**PROVIDED ENTRIES**
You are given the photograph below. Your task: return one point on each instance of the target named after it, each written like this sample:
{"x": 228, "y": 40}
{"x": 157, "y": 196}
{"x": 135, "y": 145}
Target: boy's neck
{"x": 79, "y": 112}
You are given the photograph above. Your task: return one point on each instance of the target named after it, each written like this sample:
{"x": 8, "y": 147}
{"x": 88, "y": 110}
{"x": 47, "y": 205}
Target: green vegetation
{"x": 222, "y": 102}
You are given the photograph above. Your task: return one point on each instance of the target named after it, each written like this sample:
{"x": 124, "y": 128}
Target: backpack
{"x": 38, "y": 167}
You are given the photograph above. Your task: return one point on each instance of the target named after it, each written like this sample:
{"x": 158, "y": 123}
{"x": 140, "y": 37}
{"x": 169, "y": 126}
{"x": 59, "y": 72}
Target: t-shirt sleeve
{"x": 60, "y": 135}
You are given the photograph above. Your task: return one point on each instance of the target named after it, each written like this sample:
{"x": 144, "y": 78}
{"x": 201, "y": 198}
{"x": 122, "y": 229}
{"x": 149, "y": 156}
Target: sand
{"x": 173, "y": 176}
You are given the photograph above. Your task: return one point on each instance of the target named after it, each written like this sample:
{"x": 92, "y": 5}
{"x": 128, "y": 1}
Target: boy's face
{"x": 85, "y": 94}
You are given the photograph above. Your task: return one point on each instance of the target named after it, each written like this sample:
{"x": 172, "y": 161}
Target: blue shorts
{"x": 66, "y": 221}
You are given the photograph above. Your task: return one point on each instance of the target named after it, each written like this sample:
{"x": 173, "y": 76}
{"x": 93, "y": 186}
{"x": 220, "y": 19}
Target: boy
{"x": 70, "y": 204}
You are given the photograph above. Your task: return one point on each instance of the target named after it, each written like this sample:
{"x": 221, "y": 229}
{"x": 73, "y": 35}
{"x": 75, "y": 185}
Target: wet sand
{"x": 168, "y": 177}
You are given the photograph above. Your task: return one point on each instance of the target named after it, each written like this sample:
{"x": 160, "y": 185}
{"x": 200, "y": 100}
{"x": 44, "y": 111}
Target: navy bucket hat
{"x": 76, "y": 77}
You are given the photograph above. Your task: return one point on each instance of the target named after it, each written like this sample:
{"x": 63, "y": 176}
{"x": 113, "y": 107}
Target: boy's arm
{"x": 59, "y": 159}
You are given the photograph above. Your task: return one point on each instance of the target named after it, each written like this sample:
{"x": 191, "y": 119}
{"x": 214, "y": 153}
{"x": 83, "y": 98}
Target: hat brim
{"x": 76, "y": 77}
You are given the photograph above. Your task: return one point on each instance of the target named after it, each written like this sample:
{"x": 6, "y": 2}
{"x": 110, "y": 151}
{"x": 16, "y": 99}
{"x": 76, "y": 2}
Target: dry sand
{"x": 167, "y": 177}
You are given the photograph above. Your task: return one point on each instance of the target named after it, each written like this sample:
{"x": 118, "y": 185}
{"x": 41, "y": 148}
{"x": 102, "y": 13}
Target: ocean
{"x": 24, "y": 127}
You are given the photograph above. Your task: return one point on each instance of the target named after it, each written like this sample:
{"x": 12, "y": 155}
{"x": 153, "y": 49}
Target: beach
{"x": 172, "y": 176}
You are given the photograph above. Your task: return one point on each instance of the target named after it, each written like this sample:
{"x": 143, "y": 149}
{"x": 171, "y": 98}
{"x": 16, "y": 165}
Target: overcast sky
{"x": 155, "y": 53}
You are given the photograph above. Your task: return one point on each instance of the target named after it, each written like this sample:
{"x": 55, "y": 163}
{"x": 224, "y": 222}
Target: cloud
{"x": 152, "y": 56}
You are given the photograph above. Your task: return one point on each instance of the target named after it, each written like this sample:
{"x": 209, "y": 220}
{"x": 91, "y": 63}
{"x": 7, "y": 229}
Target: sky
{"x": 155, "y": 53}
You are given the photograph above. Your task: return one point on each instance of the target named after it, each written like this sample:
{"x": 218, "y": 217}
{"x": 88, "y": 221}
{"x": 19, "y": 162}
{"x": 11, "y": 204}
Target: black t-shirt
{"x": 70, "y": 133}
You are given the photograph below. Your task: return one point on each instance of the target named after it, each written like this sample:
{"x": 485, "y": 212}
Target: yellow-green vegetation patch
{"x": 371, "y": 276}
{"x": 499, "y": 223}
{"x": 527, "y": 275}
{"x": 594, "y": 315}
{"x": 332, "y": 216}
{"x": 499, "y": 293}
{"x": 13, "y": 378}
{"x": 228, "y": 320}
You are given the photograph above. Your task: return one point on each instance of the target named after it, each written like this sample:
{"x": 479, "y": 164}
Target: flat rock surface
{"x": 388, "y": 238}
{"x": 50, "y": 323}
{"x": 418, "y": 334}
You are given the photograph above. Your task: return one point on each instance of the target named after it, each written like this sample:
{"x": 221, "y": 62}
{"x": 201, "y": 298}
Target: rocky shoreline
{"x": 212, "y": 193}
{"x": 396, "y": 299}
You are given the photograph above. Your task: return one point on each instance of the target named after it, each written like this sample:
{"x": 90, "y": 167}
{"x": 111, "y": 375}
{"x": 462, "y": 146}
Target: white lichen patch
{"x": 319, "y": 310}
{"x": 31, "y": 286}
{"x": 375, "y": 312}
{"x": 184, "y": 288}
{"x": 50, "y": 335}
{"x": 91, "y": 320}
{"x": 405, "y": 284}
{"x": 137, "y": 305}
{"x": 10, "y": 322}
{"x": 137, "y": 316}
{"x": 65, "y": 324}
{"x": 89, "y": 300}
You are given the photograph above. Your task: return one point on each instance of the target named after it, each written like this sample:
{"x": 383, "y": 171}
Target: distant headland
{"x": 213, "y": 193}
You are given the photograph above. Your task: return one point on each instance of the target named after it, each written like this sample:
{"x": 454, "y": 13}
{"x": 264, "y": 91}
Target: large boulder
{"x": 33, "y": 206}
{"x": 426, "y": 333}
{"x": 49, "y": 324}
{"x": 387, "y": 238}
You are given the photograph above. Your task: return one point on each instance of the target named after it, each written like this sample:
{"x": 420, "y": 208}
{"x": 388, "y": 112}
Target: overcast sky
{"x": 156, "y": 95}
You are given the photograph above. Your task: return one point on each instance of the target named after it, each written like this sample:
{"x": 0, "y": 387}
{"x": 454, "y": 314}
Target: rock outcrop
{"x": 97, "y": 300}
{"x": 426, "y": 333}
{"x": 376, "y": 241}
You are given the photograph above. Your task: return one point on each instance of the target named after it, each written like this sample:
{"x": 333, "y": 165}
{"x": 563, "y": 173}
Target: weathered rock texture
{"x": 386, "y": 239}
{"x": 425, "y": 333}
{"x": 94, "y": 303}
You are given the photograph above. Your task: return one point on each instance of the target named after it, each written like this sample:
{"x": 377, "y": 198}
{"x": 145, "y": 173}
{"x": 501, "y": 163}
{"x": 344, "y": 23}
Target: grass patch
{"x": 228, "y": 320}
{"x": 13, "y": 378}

**DIRECTION**
Using the data above, print every record exactly as shown.

**REPLY TO THE EXERCISE**
You are given the photograph below. Your task: return one point on each instance of the target named after it, each written like this sample:
{"x": 228, "y": 40}
{"x": 157, "y": 196}
{"x": 135, "y": 145}
Target: boy's neck
{"x": 79, "y": 112}
You are given the photograph above. Your task: return one point on each instance of the target named after it, each written like this sample:
{"x": 8, "y": 147}
{"x": 88, "y": 110}
{"x": 47, "y": 205}
Target: green vegetation
{"x": 222, "y": 102}
You are given the photograph above. Your task: return one point on each instance of the target named after it, each written like this sample:
{"x": 124, "y": 128}
Target: backpack
{"x": 38, "y": 167}
You are given the photograph above. Your task: return one point on each instance of the target named after it, each written like this sample:
{"x": 158, "y": 123}
{"x": 140, "y": 37}
{"x": 169, "y": 126}
{"x": 59, "y": 72}
Target: t-shirt sleeve
{"x": 60, "y": 135}
You are given the photograph above. Your task: return one point on each instance of the target named after it, each written like this sample:
{"x": 144, "y": 78}
{"x": 201, "y": 198}
{"x": 122, "y": 229}
{"x": 149, "y": 156}
Target: sand
{"x": 173, "y": 176}
You are given the photograph above. Your task: return one point on each instance of the target named after it, each written like this sample:
{"x": 92, "y": 5}
{"x": 128, "y": 1}
Target: boy's face
{"x": 85, "y": 94}
You are given the photograph above. Your task: return one point on each instance of the target named after it, each written like this sample:
{"x": 172, "y": 161}
Target: blue shorts
{"x": 66, "y": 221}
You are given the photograph above. Your task: return one point on each instance of the target named after it, each written like this sample:
{"x": 173, "y": 76}
{"x": 93, "y": 186}
{"x": 220, "y": 19}
Target: boy
{"x": 70, "y": 204}
You are given the photograph above. Your task: return one point on each instance of the target named after it, each written like this sample:
{"x": 221, "y": 229}
{"x": 73, "y": 35}
{"x": 75, "y": 185}
Target: wet sand
{"x": 168, "y": 177}
You are given the photograph above. Your task: return one point on each instance of the target named after it, each written like this sample:
{"x": 160, "y": 185}
{"x": 200, "y": 100}
{"x": 44, "y": 111}
Target: navy bucket hat
{"x": 76, "y": 77}
You are given the photograph above. Your task: return one point on each instance of the target named after it, each written like this sample:
{"x": 63, "y": 176}
{"x": 113, "y": 107}
Target: boy's arm
{"x": 59, "y": 159}
You are given the photograph above. Your task: return one point on each instance of the target named after it, each written like this sample:
{"x": 191, "y": 119}
{"x": 214, "y": 153}
{"x": 83, "y": 98}
Target: hat brim
{"x": 76, "y": 77}
You are given the photograph above. Your task: return one point on each instance of the target named after it, each written like this sample:
{"x": 6, "y": 2}
{"x": 110, "y": 151}
{"x": 16, "y": 99}
{"x": 76, "y": 2}
Target: dry sand
{"x": 167, "y": 177}
You are given the photograph above. Your task: return one point on each instance of the target named after it, each written like this sample:
{"x": 118, "y": 185}
{"x": 41, "y": 148}
{"x": 102, "y": 13}
Target: ocean
{"x": 24, "y": 127}
You are given the photograph above. Your task: return one point on each instance of the target named after it, each written like this sample:
{"x": 12, "y": 155}
{"x": 153, "y": 49}
Target: beach
{"x": 172, "y": 176}
You are given the photograph above. Your task: return one point on each instance of the target named after it, each written like this sample:
{"x": 143, "y": 149}
{"x": 171, "y": 98}
{"x": 16, "y": 165}
Target: overcast sky
{"x": 155, "y": 53}
You are given the photograph above. Your task: return one point on each instance of the target named after it, each written like this sample:
{"x": 55, "y": 163}
{"x": 224, "y": 222}
Target: cloud
{"x": 152, "y": 56}
You are given the photograph above. Your task: return one point on each instance of the target named after it, each written like this sample:
{"x": 209, "y": 220}
{"x": 91, "y": 63}
{"x": 7, "y": 229}
Target: sky
{"x": 155, "y": 53}
You are given the photograph above. Your task: return one point on each instance of the target named after it, each written like this sample:
{"x": 218, "y": 217}
{"x": 88, "y": 221}
{"x": 19, "y": 162}
{"x": 11, "y": 204}
Target: black t-shirt
{"x": 70, "y": 133}
You are given the photograph below. Your task: return one point on each instance of the target named after it, each written like this sample:
{"x": 485, "y": 212}
Target: yellow-green vegetation patch
{"x": 371, "y": 276}
{"x": 499, "y": 223}
{"x": 527, "y": 275}
{"x": 594, "y": 315}
{"x": 332, "y": 216}
{"x": 499, "y": 293}
{"x": 13, "y": 378}
{"x": 228, "y": 320}
You are given the photograph above. Your task: return one point on each instance of the target named after it, each written like this sample:
{"x": 479, "y": 164}
Target: flat rock surface
{"x": 388, "y": 238}
{"x": 50, "y": 323}
{"x": 418, "y": 334}
You are given the photograph above. Your task: return one point on each instance of the target named after it, each written like this sample:
{"x": 221, "y": 62}
{"x": 201, "y": 298}
Target: rocky shoreline
{"x": 212, "y": 193}
{"x": 396, "y": 299}
You are given the photograph above. Your task: return one point on each instance of the target named after it, each written like this sample:
{"x": 90, "y": 167}
{"x": 111, "y": 375}
{"x": 462, "y": 146}
Target: white lichen patch
{"x": 319, "y": 310}
{"x": 31, "y": 286}
{"x": 375, "y": 312}
{"x": 184, "y": 288}
{"x": 50, "y": 335}
{"x": 91, "y": 320}
{"x": 405, "y": 284}
{"x": 137, "y": 305}
{"x": 10, "y": 322}
{"x": 137, "y": 316}
{"x": 65, "y": 324}
{"x": 89, "y": 300}
You are given the photograph above. Your task: return one point on each instance of the target named after it, each written like this sample:
{"x": 383, "y": 171}
Target: distant headland
{"x": 213, "y": 193}
You are given the photograph above. Your task: return one point on each instance of the target named after it, each written like this sample:
{"x": 454, "y": 13}
{"x": 264, "y": 91}
Target: large boulder
{"x": 33, "y": 206}
{"x": 426, "y": 333}
{"x": 49, "y": 324}
{"x": 387, "y": 238}
You are given the photograph above. Your task: return one point on each instance of the target named after it, each written like this sample:
{"x": 420, "y": 208}
{"x": 388, "y": 112}
Target: overcast sky
{"x": 156, "y": 95}
You are given the photograph above. Your task: return one point on each instance of the target named after it, each written like this sample:
{"x": 0, "y": 387}
{"x": 454, "y": 314}
Target: rock outcrop
{"x": 97, "y": 300}
{"x": 426, "y": 333}
{"x": 376, "y": 241}
You are given the photograph above. Your task: return one point on each instance of the target named after it, each written like this sample:
{"x": 333, "y": 165}
{"x": 563, "y": 173}
Target: weathered rock texture
{"x": 386, "y": 239}
{"x": 425, "y": 333}
{"x": 94, "y": 303}
You are given the photograph above. Your task: return one point on each instance of the target named after it, each written like this sample:
{"x": 377, "y": 198}
{"x": 145, "y": 173}
{"x": 501, "y": 163}
{"x": 344, "y": 23}
Target: grass patch
{"x": 228, "y": 320}
{"x": 13, "y": 378}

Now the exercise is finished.